__STATED EXERCISE__.
Please extract every line of the entries below that contains the word "indicate".

__PROVIDED INFORMATION__.
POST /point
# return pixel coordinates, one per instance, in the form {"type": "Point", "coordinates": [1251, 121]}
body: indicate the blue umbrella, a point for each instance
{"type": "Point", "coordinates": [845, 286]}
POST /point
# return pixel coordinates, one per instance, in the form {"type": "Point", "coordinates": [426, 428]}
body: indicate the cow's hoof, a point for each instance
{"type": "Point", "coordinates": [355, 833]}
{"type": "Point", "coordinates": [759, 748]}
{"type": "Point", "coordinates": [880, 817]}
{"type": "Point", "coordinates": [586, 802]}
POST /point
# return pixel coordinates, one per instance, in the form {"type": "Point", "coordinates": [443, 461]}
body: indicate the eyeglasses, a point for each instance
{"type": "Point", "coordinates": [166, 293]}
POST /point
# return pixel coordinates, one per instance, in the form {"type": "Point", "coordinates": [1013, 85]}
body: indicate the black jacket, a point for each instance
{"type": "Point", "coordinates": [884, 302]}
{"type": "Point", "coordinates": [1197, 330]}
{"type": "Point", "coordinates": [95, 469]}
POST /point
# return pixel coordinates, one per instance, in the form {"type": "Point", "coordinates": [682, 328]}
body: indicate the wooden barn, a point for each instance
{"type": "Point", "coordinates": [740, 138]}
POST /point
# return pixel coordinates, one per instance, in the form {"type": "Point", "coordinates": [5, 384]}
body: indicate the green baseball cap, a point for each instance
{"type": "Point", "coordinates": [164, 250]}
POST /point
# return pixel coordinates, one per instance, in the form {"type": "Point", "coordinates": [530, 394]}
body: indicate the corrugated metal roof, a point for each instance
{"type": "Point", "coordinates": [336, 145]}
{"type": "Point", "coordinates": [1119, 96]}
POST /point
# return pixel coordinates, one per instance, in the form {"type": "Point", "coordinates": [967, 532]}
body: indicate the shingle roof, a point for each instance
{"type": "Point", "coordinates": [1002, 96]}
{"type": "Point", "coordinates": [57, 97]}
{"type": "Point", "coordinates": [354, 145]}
==
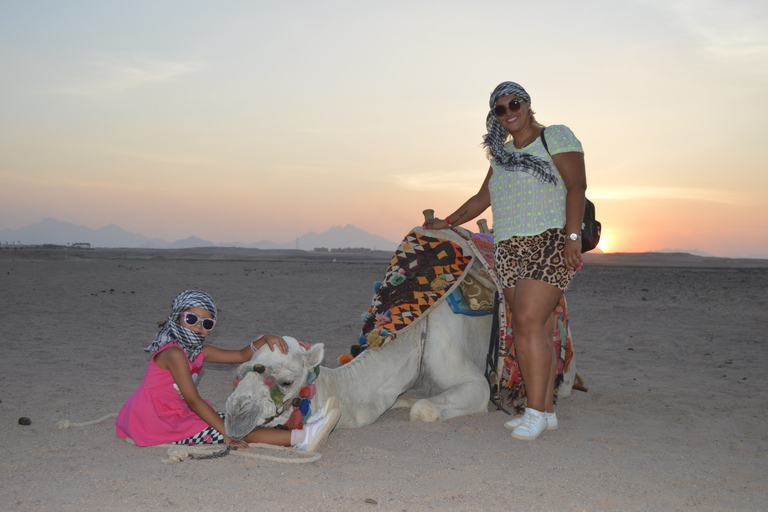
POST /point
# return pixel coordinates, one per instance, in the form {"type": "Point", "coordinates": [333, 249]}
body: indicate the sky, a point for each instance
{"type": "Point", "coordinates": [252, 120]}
...
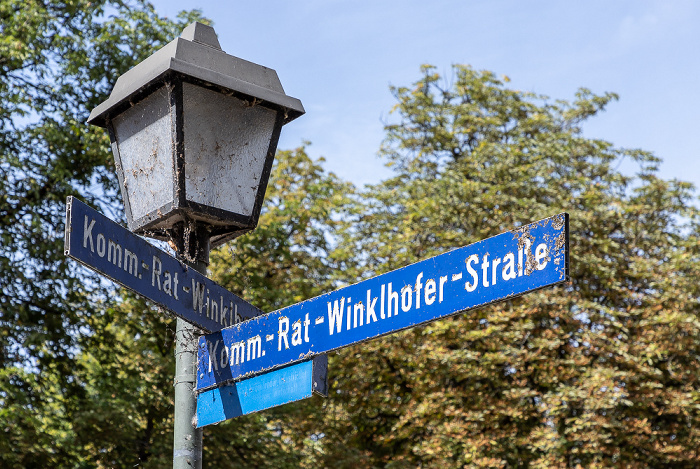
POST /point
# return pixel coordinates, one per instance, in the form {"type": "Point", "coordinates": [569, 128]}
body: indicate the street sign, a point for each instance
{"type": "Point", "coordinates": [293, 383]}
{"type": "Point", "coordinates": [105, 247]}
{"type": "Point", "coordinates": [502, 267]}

__THE RESULT__.
body: indicate the blue umbrella, a point for each instance
body: indicate the cow's hoof, a point for each instance
body: indicate the eyeglasses, a point for each instance
body: indicate the black jacket, a point for each instance
body: indicate the wooden barn, a point for each instance
body: indicate the green baseball cap, a point for each instance
body: indicate the corrugated metal roof, a point for each instance
body: indicate the shingle roof, a point for each instance
body: indicate the sky, a point for each instance
body: indicate the street sign, a point for each instance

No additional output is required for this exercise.